Requirements: Rewrite every line of the listing below, replacing "whereabouts" with "where" and leaving everything else the same.

Data for this exercise:
Start

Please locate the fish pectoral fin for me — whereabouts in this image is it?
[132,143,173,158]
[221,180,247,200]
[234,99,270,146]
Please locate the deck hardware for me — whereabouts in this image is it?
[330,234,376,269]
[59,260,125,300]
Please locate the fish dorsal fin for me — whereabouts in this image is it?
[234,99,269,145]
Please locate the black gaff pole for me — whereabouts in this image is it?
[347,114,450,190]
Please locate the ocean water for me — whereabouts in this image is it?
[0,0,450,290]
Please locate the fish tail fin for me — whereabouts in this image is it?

End

Reply:
Please locate the fish pectoral fin for me — where in this image is it?
[132,143,173,158]
[221,180,247,200]
[234,99,270,146]
Please locate the deck hardware for me — where in this image is it?
[330,234,376,269]
[59,260,125,300]
Please locate the fish dorsal fin for me — where in this image is it?
[234,99,269,145]
Please locate the black gaff pole for me — where in this image is it?
[347,114,450,190]
Please locate the ocean water for me — where in this image is it?
[0,0,450,290]
Please locate the fish tail fin for me — where in this image is it?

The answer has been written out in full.